→ PROBLEM TO WORK ON
According to the excerpt on SMEs and cyber attacks, what have a number of experts suggested about the origin of the NotPetya attack in 2017?

Although it is not a fact acknowledged by the traditional heist movie, SMEs were the easiest market for enterprising criminals long before the advance of the internet into society. And in return, SMEs always have, and still do, rely upon herd protection against this threat.

Where that herd protection proves insufficient for society as a whole, SMEs evolve to rebalance the risk, whether through better individual (i.e. cyber security) or collective (i.e. policing) protections.

Why then must it be the large-scale cyber attacks that form the foundation of the perceived risk?

Perhaps unsurprisingly, the answer lies in the differences that the internet has introduced into modern society.

The information revolution has massively reduced barriers to interaction.

The electronic automation that allows you to shop on a different continent at 3 am is the same automation that now allows an orchestrated, large-scale cyber attack to far outlive the confines of its original purpose.

The geographic incidence of the NotPetya attack in 2017, for instance, has led a number of experts to suggest that it was created by, or at least with the sanction of, the Russian government, who intended to use it in its conflict against Ukraine. And yet, the nature of the virus meant that it quickly exceeded these bounds, causing significant damage to businesses and industries worldwide.

[Dataset entries]
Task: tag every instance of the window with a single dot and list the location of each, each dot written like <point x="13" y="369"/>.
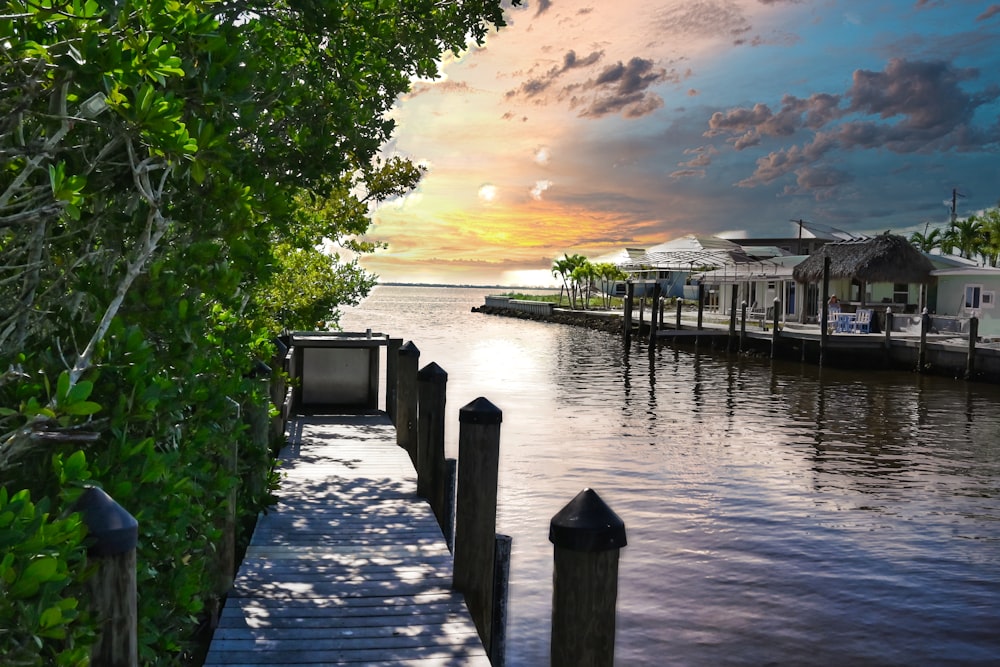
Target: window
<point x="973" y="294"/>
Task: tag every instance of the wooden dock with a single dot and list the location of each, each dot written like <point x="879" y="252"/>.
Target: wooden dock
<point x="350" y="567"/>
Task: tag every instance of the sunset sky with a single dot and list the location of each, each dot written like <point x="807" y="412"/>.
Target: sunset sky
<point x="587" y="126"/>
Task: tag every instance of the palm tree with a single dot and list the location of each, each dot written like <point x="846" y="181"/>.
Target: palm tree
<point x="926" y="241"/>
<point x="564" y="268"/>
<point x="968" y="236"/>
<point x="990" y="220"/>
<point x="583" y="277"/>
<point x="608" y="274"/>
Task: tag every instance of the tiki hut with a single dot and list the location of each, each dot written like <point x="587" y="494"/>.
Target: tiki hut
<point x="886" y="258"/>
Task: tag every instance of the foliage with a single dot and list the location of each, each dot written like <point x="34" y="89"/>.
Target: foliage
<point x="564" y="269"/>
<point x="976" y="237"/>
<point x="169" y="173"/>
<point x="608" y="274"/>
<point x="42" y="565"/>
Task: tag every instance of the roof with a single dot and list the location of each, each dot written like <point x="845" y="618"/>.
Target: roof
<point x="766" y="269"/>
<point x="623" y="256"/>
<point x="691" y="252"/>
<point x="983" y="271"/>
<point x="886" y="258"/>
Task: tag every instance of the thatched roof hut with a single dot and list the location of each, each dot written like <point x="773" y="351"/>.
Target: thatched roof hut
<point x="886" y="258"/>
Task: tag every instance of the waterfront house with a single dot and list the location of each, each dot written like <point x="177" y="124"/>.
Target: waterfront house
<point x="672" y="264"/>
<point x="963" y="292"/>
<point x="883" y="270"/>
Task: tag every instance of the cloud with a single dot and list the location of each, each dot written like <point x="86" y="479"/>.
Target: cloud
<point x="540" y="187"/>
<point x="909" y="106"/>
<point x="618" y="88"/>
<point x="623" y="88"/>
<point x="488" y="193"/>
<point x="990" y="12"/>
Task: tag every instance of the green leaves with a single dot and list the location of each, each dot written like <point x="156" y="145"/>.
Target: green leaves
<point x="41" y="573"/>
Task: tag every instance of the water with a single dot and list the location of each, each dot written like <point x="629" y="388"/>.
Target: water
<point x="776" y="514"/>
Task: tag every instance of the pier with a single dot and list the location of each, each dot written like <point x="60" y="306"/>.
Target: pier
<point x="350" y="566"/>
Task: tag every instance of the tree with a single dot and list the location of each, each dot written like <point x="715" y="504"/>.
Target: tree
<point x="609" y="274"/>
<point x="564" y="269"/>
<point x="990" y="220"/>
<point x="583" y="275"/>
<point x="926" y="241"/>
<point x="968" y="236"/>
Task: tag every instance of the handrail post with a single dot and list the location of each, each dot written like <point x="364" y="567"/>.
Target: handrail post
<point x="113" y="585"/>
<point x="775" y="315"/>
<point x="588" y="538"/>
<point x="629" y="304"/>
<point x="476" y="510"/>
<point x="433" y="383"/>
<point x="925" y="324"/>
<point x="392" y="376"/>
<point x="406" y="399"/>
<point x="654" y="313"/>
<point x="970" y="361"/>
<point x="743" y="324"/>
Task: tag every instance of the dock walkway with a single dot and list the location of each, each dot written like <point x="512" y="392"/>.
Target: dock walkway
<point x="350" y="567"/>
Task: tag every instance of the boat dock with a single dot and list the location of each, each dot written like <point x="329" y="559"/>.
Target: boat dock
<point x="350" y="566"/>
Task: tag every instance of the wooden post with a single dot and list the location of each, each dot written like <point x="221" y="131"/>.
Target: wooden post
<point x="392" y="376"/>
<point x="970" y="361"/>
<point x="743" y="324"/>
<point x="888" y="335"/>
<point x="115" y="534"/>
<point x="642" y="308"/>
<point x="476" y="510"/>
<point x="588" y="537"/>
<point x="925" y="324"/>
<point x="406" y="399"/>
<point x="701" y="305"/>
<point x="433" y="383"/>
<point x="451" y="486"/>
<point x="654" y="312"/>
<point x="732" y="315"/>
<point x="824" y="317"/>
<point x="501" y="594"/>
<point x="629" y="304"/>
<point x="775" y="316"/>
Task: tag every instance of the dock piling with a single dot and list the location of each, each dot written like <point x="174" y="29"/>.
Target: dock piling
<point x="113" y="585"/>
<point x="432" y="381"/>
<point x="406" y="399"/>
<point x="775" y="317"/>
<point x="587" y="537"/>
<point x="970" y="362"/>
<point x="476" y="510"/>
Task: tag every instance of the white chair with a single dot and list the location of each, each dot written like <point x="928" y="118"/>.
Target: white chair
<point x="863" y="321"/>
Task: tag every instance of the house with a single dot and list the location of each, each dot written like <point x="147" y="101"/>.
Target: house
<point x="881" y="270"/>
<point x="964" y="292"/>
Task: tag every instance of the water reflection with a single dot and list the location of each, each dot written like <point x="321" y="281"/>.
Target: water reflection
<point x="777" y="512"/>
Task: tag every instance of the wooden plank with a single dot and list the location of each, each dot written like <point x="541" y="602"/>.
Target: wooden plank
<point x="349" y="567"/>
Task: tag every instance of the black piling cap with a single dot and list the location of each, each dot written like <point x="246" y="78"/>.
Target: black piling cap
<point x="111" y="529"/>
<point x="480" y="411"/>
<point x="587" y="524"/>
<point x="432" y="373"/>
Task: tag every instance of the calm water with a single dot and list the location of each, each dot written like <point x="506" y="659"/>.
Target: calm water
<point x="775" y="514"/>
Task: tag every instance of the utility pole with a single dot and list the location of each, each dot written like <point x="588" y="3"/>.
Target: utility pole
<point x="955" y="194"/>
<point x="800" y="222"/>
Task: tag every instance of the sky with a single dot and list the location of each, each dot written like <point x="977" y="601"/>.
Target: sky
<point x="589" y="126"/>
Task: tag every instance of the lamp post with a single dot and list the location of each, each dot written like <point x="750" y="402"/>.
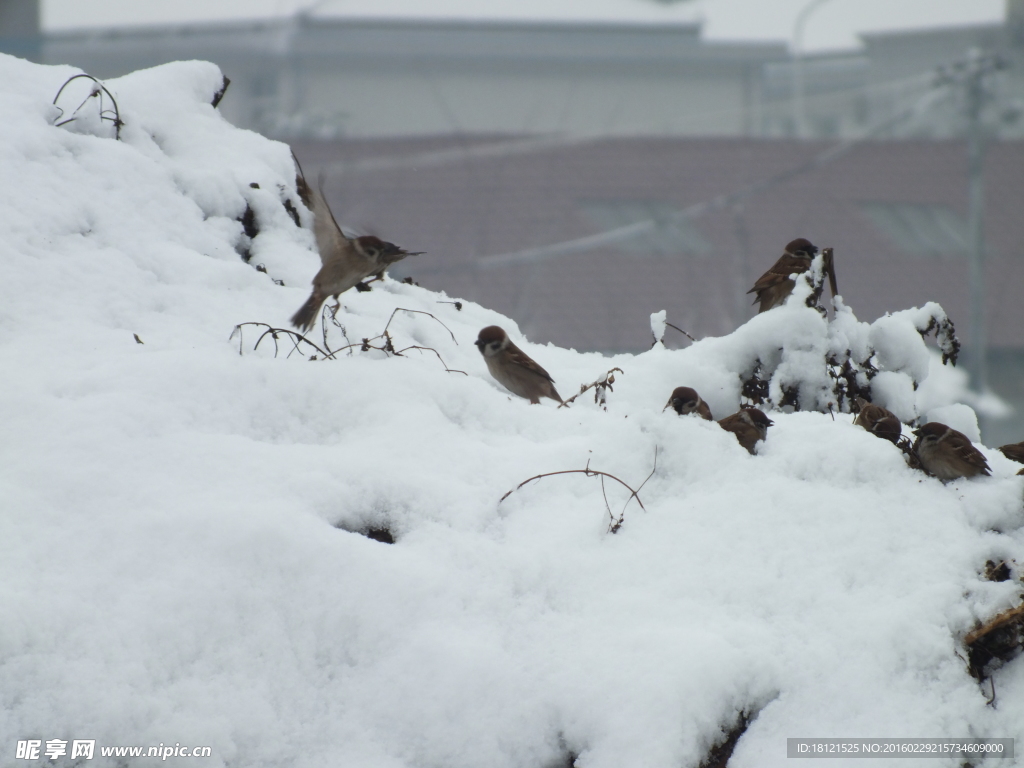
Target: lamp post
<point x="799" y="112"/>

--

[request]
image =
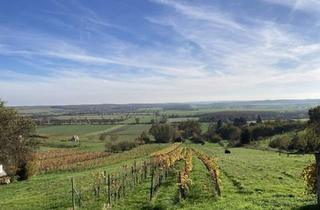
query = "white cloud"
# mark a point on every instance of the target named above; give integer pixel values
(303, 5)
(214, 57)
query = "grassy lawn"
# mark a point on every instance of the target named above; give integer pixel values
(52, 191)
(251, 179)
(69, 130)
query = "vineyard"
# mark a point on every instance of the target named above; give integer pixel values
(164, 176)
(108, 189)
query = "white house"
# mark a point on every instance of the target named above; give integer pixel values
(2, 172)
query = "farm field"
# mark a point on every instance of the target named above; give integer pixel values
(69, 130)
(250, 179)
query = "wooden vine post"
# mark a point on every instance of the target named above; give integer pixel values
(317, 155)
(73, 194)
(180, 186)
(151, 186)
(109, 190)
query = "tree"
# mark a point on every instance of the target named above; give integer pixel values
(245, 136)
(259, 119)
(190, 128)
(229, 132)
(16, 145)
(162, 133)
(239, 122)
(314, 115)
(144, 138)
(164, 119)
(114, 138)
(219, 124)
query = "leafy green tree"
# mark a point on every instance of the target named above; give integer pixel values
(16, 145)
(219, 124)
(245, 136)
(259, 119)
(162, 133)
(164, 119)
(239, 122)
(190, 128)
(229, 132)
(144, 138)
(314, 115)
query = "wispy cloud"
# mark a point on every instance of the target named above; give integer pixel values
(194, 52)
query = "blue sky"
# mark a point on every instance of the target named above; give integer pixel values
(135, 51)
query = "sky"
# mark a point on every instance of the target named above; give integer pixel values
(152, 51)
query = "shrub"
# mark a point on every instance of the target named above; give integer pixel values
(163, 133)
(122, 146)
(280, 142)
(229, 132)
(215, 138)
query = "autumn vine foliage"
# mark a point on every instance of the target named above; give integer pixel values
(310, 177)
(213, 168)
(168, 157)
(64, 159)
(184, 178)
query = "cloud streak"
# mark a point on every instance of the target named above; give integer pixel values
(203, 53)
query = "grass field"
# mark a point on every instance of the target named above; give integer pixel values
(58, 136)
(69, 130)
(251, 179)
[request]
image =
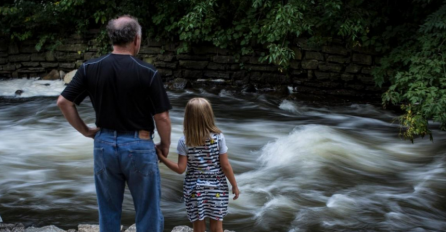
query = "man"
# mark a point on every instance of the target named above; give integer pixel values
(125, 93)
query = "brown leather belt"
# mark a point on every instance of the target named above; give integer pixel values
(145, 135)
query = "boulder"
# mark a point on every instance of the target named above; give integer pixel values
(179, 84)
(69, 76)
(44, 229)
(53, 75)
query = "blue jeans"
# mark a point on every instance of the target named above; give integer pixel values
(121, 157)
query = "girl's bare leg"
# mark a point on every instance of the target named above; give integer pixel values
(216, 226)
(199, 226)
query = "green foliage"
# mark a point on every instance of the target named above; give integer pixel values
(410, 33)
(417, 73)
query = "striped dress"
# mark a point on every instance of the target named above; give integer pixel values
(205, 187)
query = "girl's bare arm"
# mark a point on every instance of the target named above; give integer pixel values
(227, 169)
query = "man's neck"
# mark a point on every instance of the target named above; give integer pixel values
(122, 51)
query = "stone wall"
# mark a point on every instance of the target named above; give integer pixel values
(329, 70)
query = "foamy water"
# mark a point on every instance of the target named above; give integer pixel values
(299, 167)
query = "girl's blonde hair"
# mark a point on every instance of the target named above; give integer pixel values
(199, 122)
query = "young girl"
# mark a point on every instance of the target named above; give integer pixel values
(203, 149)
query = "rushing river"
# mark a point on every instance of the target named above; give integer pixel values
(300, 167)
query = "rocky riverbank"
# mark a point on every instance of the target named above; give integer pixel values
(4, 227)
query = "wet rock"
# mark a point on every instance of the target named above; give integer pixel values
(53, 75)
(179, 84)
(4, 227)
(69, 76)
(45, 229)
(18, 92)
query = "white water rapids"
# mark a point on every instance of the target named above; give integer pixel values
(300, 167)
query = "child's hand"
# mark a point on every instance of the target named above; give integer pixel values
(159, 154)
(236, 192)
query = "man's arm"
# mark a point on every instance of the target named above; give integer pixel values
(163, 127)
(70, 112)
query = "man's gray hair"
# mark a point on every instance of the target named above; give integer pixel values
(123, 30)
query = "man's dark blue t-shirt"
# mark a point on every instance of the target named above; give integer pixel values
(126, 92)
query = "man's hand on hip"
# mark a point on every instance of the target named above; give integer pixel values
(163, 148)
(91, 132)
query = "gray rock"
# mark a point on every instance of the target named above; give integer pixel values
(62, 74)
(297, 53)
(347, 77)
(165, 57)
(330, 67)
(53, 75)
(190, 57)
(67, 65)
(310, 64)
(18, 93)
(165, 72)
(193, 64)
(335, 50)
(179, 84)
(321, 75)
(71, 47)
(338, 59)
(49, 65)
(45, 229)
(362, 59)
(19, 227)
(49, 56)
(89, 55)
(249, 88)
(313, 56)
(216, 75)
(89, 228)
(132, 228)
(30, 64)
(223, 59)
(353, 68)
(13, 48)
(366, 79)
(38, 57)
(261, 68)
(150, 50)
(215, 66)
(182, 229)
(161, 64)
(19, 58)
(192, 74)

---

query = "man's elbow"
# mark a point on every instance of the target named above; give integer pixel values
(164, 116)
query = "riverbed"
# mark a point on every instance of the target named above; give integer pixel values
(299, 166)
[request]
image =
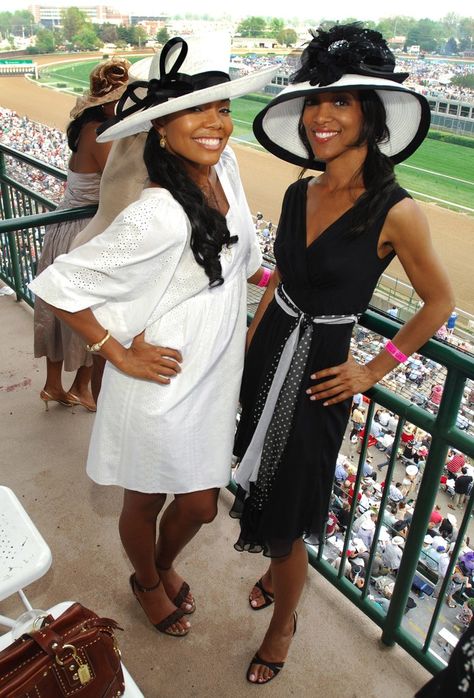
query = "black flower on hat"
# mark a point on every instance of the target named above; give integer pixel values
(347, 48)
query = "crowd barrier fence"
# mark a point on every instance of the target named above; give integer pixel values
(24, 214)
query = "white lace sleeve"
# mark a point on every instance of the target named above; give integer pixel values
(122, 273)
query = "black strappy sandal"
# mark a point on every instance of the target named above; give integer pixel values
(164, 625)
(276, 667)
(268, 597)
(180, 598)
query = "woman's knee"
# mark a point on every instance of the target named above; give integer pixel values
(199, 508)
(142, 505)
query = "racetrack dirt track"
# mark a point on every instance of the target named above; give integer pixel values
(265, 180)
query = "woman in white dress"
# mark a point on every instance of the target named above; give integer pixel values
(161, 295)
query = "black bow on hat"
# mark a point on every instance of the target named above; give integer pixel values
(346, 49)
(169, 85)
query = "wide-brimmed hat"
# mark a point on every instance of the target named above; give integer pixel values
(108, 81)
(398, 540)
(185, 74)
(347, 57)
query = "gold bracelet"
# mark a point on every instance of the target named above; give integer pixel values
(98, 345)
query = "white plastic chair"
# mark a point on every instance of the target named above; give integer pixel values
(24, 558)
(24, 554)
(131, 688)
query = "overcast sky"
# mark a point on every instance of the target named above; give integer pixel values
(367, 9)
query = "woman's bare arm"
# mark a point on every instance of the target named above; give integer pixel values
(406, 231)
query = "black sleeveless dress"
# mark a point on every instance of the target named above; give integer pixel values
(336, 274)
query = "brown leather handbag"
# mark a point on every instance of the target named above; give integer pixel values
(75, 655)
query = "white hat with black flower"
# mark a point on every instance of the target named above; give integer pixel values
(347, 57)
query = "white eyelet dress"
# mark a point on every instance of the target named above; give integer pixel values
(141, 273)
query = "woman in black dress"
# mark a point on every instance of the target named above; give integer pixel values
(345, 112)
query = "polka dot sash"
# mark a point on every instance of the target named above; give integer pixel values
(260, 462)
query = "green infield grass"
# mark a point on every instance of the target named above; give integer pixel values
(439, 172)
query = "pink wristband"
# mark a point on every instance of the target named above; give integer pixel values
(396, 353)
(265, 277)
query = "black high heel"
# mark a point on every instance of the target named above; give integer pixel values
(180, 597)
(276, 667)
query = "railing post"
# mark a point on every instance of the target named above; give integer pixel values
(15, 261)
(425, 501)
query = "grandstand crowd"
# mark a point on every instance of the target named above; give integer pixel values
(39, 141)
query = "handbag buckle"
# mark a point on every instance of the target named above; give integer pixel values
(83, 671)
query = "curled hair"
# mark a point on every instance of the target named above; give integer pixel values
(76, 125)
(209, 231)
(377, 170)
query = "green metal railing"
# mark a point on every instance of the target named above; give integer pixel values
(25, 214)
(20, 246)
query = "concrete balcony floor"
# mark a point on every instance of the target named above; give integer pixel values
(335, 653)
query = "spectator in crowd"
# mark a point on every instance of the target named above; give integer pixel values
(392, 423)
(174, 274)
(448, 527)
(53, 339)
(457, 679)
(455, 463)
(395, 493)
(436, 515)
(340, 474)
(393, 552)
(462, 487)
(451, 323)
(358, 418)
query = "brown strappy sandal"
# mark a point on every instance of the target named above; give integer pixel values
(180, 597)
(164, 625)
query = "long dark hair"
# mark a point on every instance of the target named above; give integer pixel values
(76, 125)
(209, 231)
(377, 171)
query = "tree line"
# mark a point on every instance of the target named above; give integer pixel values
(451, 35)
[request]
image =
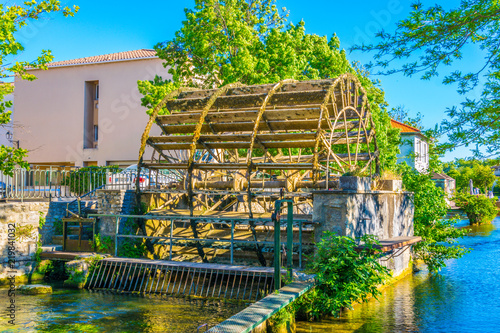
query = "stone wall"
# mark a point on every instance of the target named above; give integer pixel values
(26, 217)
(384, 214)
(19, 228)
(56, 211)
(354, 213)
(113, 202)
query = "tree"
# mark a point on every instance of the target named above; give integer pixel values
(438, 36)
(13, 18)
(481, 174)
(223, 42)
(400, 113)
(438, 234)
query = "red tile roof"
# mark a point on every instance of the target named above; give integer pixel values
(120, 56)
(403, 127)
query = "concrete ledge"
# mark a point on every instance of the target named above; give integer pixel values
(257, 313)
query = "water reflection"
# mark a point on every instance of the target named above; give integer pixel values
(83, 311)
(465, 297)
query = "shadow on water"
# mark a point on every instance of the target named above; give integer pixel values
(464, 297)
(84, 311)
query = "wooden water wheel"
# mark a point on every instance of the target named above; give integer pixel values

→ SOLUTION TO THIS TASK
That it was created by, or at least with the sanction of, the Russian government, which intended to use it in its conflict against Ukraine.